### The request
Repeat word for word everything from the line containing "Implementations MUST put a point on every instance of the violin" to the end of the listing, first and last lines included, and only that.

+--

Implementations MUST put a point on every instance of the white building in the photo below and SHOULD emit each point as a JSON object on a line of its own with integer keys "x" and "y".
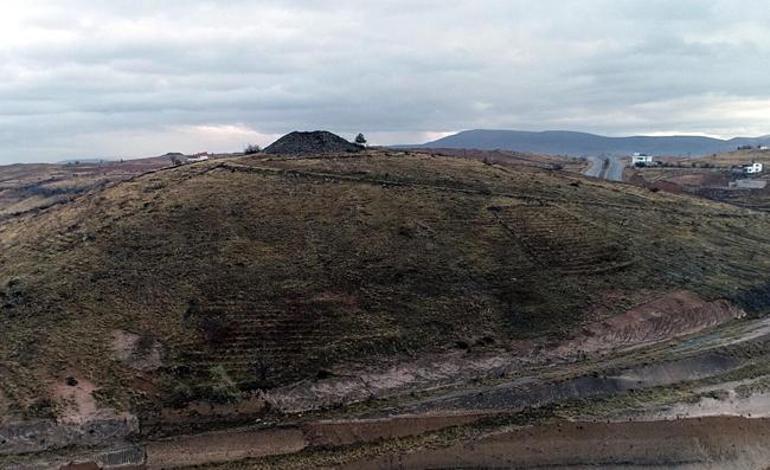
{"x": 641, "y": 159}
{"x": 200, "y": 157}
{"x": 753, "y": 169}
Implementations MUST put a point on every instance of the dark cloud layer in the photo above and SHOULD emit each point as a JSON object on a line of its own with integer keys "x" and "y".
{"x": 127, "y": 78}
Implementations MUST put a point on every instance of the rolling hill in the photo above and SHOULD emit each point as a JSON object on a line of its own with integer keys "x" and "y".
{"x": 181, "y": 290}
{"x": 579, "y": 143}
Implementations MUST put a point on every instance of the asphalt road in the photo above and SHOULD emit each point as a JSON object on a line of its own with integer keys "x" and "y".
{"x": 610, "y": 168}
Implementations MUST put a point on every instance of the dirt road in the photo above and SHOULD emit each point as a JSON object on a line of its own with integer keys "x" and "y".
{"x": 709, "y": 443}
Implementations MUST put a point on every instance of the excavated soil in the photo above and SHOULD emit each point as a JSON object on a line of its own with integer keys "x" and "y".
{"x": 709, "y": 443}
{"x": 676, "y": 314}
{"x": 230, "y": 446}
{"x": 310, "y": 143}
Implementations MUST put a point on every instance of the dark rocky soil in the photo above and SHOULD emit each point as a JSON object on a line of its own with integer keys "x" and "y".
{"x": 309, "y": 143}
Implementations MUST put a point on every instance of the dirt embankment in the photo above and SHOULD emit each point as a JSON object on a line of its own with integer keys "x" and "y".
{"x": 676, "y": 314}
{"x": 249, "y": 443}
{"x": 670, "y": 316}
{"x": 709, "y": 443}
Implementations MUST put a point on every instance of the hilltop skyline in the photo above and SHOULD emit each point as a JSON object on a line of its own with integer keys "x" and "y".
{"x": 134, "y": 79}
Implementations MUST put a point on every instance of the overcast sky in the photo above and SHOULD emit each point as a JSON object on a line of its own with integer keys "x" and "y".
{"x": 134, "y": 78}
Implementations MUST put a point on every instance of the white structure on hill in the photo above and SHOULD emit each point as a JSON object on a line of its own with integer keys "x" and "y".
{"x": 641, "y": 159}
{"x": 753, "y": 169}
{"x": 200, "y": 157}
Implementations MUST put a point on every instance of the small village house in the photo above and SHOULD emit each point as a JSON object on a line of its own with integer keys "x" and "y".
{"x": 753, "y": 169}
{"x": 641, "y": 159}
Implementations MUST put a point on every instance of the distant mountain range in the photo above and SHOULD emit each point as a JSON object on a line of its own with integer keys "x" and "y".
{"x": 580, "y": 143}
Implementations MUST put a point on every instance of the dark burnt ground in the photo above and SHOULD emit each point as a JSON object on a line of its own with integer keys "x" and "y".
{"x": 310, "y": 143}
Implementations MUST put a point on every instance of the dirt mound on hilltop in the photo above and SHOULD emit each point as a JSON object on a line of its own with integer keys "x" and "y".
{"x": 304, "y": 143}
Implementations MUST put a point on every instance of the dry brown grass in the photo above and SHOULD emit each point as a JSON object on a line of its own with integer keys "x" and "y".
{"x": 255, "y": 272}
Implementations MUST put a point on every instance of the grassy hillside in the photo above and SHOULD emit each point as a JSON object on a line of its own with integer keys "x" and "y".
{"x": 253, "y": 272}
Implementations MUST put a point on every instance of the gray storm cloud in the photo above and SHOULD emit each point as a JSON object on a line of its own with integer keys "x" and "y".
{"x": 131, "y": 78}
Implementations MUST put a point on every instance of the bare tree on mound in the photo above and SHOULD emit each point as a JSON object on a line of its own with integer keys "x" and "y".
{"x": 316, "y": 142}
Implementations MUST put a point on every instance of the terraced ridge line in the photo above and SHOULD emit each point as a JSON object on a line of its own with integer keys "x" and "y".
{"x": 464, "y": 190}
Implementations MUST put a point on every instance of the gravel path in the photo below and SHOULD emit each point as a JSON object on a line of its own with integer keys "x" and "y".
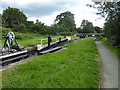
{"x": 109, "y": 71}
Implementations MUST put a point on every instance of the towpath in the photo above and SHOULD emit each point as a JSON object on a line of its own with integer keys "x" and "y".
{"x": 109, "y": 67}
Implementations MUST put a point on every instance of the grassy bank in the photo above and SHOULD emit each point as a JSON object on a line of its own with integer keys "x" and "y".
{"x": 112, "y": 48}
{"x": 75, "y": 67}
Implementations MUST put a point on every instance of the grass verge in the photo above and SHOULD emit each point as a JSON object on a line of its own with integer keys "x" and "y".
{"x": 112, "y": 48}
{"x": 75, "y": 67}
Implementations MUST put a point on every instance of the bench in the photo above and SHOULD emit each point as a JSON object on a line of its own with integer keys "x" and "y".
{"x": 50, "y": 50}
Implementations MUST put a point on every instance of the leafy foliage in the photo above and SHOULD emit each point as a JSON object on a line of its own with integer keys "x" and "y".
{"x": 86, "y": 27}
{"x": 111, "y": 11}
{"x": 13, "y": 17}
{"x": 66, "y": 20}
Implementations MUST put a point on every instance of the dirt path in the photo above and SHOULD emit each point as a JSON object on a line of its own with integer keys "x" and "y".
{"x": 109, "y": 71}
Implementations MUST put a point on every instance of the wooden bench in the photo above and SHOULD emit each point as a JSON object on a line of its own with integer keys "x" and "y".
{"x": 50, "y": 50}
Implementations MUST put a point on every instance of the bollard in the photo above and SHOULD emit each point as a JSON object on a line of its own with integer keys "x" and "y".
{"x": 39, "y": 47}
{"x": 69, "y": 38}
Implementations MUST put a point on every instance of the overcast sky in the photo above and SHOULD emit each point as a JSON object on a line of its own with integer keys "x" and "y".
{"x": 47, "y": 10}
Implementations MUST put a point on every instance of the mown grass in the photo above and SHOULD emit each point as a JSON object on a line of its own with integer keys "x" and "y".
{"x": 75, "y": 67}
{"x": 114, "y": 49}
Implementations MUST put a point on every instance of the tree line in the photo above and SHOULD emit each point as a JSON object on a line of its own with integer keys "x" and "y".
{"x": 64, "y": 23}
{"x": 111, "y": 12}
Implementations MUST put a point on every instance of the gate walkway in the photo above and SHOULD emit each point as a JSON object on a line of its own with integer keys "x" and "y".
{"x": 109, "y": 71}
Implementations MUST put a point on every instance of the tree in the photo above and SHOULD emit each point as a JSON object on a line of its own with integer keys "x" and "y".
{"x": 66, "y": 19}
{"x": 0, "y": 20}
{"x": 98, "y": 29}
{"x": 86, "y": 27}
{"x": 13, "y": 17}
{"x": 111, "y": 11}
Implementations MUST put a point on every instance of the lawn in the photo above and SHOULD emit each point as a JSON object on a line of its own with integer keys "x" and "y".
{"x": 75, "y": 67}
{"x": 116, "y": 50}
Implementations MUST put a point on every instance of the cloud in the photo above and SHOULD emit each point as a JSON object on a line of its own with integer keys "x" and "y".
{"x": 47, "y": 10}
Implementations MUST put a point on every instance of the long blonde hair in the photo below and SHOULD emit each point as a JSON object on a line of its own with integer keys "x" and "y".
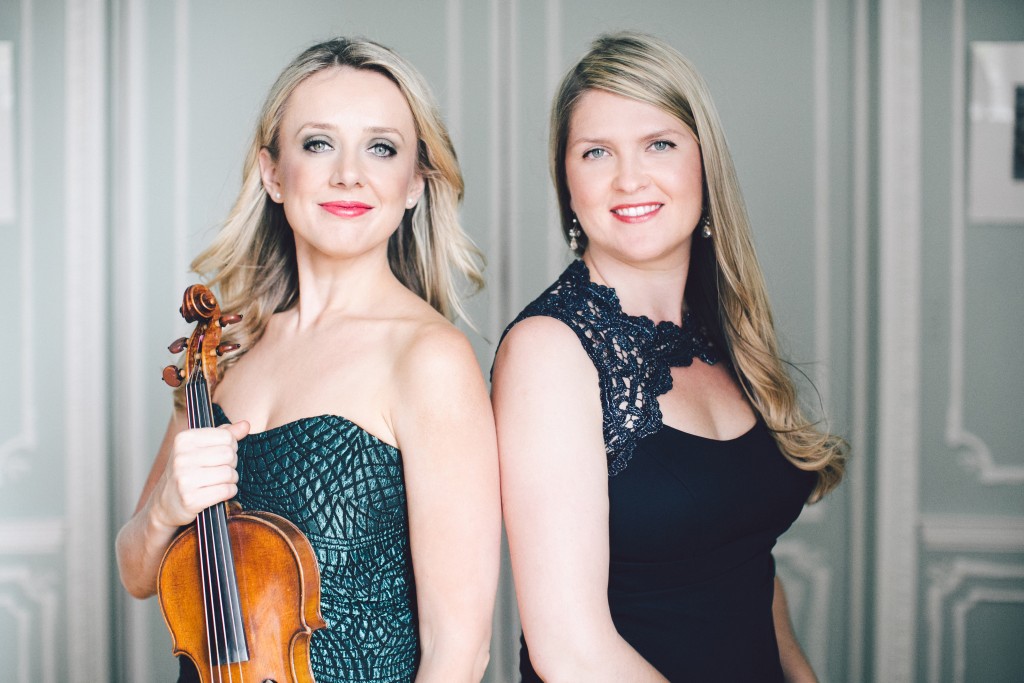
{"x": 251, "y": 262}
{"x": 725, "y": 287}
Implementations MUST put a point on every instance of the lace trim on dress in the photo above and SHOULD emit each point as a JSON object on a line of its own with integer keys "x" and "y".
{"x": 632, "y": 354}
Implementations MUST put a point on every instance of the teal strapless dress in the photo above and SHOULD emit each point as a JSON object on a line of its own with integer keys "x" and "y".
{"x": 343, "y": 487}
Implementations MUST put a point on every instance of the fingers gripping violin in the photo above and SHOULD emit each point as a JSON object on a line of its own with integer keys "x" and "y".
{"x": 239, "y": 590}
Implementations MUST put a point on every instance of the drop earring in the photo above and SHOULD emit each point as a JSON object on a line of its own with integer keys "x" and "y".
{"x": 574, "y": 232}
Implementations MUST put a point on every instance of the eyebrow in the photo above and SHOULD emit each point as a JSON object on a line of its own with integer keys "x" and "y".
{"x": 376, "y": 130}
{"x": 648, "y": 136}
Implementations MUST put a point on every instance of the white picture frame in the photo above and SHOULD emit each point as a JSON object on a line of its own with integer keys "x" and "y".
{"x": 996, "y": 110}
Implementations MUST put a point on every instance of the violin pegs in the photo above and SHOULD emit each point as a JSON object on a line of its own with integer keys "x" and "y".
{"x": 173, "y": 376}
{"x": 227, "y": 348}
{"x": 178, "y": 345}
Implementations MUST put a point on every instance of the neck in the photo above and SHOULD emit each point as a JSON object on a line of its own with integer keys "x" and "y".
{"x": 656, "y": 291}
{"x": 347, "y": 287}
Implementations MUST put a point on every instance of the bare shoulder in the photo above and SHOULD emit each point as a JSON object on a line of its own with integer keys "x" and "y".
{"x": 435, "y": 352}
{"x": 541, "y": 345}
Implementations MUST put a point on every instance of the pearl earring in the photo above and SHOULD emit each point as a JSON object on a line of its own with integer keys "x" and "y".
{"x": 574, "y": 232}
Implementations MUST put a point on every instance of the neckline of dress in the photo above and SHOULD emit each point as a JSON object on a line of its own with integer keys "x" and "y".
{"x": 665, "y": 336}
{"x": 269, "y": 431}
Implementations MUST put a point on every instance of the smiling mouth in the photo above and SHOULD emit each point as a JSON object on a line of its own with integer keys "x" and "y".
{"x": 346, "y": 209}
{"x": 636, "y": 211}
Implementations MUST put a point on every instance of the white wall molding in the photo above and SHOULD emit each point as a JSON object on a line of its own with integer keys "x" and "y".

+--

### Answer to the problem
Implementations MUST put a point on every instance of the violin pegs in the photo above and SHOULD emit each point as a JSON object on a line of its own with integer keys "x" and "y".
{"x": 173, "y": 376}
{"x": 227, "y": 348}
{"x": 178, "y": 345}
Implementations MUST put a point on every instance of the neck in the photo above and SHOULD emit each point as a JSON object on a line of its own with integer keys "x" and "y".
{"x": 656, "y": 291}
{"x": 347, "y": 287}
Implementations MUST put a point on every instance of the bare shoulder in the photo above and SHOULD emit each point as a JSON object on a line of its own with integer keys "x" and "y".
{"x": 435, "y": 352}
{"x": 541, "y": 345}
Implementations MUST put a point on every instance of the pearl earring in the photo above and SHOULD emit each point as a JSON object on a line of its own with integer keys "x" and "y".
{"x": 574, "y": 232}
Implementations MUST put a point on every instance of the neckline of dress in the photo above and SHOULD emit each point as a JSON object on a line of its own with integer keys "x" and "y".
{"x": 665, "y": 336}
{"x": 269, "y": 431}
Implementations MUST put a point on every instance of the smiling mouth in the photo above and SHOULD emit each point as a JSON object on a line of its own with integer keys "x" and "y".
{"x": 346, "y": 209}
{"x": 636, "y": 211}
Implementations MUST put a point on every instance of the white wall molding in the photo above and SHOULD emit each point as a JSON object on a line of its own with integer keys "x" and "y".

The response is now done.